In the court order below, copy the passage from "A petition for" to "the following thereto." word for word.

─── DOCUMENT EXTRACT

OAKES, GURFEIN, MESKILL, Circuit Judges.
A petition for rehearing and reargument having been filed herein by counsel for both appellant and appellee,
Upon consideration thereof, it is
Ordered that the opinion and judgment of the court be and it hereby is modified by addition of the following thereto.
The State of New York, appellant in In re Stirling Homex Corp., Nos. 78-5025, 78-5039, slip op. 371 (2d Cir. Nov. 22, 1978), has petitioned for rehearing and clarification of the judgment in respect to interest accruing to it and against it. Appellee-trustee has filed a cross-motion to reargue the appeal in respect to piercing the corporate veils of the debtor's subsidiaries. For the reasons that follow, we uphold in substance the appellant's claims to interest accruing to it but not as to interest accruing against it, and deny the appellee's claim. Specifically, we hold that interest should accrue to the State to July 13, 1972, the date of Stirling Homex's petition for reorganization, on the amounts of sales and use taxes owing by the debtor for the first and second tax periods; that the tax owing by the debtor for the second period is, however, $135,664.23, not $137,232.97; and that the trustee's interest on the tax refund due from the State should be based upon the difference between the amount actually withheld, $313,664.31, and the State's set-off. We otherwise adhere to our original opinion.

──────
─── RAW RECORDS

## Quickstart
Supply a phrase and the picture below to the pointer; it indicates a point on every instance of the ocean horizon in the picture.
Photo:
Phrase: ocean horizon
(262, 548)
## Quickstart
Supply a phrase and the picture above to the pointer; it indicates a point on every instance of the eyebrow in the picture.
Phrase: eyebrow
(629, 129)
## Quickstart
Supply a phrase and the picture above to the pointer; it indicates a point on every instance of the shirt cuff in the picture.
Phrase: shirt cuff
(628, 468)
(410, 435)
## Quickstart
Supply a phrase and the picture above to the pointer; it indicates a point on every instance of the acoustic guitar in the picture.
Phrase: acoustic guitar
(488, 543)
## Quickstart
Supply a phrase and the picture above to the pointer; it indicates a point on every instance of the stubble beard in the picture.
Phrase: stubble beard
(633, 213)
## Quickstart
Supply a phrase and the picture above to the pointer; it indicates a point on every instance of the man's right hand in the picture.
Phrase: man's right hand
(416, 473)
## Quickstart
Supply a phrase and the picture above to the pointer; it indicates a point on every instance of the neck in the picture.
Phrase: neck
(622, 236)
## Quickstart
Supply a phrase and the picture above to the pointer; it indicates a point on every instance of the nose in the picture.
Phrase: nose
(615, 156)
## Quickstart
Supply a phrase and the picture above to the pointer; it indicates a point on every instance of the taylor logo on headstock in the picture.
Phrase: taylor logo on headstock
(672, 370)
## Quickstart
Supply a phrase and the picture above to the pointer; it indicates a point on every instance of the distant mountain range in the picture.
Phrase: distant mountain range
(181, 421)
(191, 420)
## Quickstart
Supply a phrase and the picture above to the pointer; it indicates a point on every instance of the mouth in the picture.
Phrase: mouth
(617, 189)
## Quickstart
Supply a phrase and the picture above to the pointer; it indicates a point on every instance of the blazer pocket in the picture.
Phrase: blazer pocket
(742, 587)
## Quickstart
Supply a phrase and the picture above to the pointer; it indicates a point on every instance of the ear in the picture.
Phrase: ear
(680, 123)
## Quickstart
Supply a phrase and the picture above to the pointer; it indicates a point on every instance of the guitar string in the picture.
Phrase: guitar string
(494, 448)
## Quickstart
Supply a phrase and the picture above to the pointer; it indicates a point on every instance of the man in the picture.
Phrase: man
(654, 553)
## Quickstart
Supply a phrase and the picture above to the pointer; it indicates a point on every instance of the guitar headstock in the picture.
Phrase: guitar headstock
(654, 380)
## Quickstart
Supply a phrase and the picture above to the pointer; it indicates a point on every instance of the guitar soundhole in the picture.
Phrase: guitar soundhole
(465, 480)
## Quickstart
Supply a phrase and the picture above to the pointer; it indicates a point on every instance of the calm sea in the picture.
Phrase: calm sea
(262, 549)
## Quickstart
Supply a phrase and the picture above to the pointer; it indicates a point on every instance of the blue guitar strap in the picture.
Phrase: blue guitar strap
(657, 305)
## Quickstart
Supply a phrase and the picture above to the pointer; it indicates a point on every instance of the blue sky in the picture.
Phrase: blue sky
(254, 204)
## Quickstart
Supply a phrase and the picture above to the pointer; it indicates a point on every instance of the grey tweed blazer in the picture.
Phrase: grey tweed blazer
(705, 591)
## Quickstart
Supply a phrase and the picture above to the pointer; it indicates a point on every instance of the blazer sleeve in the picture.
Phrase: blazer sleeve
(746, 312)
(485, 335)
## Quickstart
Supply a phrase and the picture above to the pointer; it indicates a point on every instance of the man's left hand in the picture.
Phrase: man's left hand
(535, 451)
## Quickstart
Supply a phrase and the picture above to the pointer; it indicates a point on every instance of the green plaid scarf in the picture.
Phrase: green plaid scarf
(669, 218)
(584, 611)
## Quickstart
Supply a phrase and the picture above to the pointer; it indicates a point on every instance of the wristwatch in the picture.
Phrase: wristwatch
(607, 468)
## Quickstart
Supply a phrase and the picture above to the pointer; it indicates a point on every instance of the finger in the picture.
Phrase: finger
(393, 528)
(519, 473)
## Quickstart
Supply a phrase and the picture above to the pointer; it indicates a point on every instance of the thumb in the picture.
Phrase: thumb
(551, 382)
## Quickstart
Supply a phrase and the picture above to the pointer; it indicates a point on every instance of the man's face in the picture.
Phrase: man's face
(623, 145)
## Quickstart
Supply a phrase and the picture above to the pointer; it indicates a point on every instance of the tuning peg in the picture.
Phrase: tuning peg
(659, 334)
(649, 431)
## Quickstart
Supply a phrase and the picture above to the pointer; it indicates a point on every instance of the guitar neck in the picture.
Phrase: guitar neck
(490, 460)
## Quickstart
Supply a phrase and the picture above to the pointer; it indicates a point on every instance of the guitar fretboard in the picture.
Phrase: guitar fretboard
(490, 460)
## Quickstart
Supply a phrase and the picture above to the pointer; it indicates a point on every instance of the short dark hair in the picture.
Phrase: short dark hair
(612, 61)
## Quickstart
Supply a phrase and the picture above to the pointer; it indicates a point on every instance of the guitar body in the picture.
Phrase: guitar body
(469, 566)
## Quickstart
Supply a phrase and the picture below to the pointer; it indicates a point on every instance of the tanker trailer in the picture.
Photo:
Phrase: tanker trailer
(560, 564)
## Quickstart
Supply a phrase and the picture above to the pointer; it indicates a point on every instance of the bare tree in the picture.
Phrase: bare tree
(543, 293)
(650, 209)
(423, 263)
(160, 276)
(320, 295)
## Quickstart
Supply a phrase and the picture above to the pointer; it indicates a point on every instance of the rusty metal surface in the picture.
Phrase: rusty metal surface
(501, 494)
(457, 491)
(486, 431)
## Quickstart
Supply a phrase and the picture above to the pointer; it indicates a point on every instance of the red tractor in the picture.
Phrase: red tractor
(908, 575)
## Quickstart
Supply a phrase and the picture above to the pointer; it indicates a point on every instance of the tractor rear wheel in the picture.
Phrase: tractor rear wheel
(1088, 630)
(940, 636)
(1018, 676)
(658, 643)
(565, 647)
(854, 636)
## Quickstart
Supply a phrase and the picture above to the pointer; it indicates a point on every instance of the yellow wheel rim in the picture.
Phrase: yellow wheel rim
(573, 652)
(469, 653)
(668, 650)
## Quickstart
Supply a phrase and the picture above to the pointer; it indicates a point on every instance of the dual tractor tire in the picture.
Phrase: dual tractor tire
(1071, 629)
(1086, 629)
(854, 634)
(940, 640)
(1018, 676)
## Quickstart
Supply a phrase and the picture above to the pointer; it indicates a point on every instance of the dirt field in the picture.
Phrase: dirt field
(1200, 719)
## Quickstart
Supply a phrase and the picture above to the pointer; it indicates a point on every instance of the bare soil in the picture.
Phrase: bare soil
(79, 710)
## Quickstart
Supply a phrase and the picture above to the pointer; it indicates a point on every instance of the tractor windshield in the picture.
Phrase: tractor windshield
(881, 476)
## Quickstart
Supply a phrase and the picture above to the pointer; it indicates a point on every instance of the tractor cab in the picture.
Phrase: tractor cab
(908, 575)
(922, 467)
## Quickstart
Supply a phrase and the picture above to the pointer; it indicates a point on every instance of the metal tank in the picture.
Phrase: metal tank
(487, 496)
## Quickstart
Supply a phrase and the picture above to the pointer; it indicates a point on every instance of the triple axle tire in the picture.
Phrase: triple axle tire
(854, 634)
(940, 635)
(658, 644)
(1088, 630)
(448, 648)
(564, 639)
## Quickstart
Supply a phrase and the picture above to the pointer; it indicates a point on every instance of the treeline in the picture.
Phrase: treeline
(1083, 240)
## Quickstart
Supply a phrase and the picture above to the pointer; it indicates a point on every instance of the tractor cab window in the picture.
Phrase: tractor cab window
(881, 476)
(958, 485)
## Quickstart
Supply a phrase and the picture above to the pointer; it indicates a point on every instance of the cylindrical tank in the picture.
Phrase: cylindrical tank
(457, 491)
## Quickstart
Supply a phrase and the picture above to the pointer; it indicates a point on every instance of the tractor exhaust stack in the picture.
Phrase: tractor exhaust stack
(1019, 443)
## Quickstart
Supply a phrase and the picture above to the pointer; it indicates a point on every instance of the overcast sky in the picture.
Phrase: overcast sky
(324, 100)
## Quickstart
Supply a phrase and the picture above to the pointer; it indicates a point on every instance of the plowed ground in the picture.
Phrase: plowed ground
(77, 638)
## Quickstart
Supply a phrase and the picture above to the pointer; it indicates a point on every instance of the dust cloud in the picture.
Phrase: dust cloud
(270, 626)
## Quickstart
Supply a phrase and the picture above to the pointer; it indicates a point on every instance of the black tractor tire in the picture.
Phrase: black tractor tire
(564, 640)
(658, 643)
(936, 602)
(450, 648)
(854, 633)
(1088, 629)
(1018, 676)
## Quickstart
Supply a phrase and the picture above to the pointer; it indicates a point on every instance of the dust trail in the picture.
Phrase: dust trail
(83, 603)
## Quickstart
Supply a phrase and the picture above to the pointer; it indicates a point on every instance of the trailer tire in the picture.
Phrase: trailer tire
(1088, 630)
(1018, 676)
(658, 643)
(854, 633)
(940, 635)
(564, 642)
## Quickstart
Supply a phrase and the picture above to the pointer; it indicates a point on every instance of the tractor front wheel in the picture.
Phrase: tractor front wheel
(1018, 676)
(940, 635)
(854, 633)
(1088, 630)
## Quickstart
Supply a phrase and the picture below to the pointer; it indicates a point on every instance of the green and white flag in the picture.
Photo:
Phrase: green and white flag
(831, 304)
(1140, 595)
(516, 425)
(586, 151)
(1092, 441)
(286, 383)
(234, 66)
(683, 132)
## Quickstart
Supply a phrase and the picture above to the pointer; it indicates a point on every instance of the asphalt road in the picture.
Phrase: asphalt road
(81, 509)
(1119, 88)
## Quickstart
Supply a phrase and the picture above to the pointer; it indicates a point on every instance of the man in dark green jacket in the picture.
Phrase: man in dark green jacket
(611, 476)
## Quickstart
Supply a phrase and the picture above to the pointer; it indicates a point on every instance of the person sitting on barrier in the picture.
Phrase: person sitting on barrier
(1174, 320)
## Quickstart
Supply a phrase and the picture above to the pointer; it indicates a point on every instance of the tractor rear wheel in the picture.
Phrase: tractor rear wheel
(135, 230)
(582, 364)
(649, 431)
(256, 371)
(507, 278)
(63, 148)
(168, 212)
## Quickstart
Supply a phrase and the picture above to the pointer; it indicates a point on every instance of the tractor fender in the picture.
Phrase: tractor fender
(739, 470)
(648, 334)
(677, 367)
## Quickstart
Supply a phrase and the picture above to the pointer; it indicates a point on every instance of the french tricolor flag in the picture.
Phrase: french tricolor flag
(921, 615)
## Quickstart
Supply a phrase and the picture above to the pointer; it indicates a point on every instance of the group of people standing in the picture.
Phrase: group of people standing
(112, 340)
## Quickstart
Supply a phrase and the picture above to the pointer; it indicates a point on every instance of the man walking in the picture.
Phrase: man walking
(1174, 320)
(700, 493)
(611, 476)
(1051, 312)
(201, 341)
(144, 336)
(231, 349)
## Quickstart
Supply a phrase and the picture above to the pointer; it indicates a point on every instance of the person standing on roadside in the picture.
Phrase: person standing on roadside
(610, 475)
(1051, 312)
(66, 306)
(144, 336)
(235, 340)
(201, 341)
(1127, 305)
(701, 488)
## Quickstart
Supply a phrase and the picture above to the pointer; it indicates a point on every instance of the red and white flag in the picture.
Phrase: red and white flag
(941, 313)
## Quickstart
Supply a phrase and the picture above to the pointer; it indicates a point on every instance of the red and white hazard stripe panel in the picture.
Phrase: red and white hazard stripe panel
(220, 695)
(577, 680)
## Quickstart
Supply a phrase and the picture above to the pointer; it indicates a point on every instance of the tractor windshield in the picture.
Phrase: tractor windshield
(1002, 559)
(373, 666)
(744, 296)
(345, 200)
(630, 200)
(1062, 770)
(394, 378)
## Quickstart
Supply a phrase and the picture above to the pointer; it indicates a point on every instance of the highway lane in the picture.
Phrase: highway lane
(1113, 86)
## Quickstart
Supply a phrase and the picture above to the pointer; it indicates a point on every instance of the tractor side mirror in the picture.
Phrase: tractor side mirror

──────

- _RESPONSE TO THE EXERCISE_:
A petition for rehearing and reargument having been filed herein by counsel for both appellant and appellee,
Upon consideration thereof, it is
Ordered that the opinion and judgment of the court be and it hereby is modified by addition of the following thereto.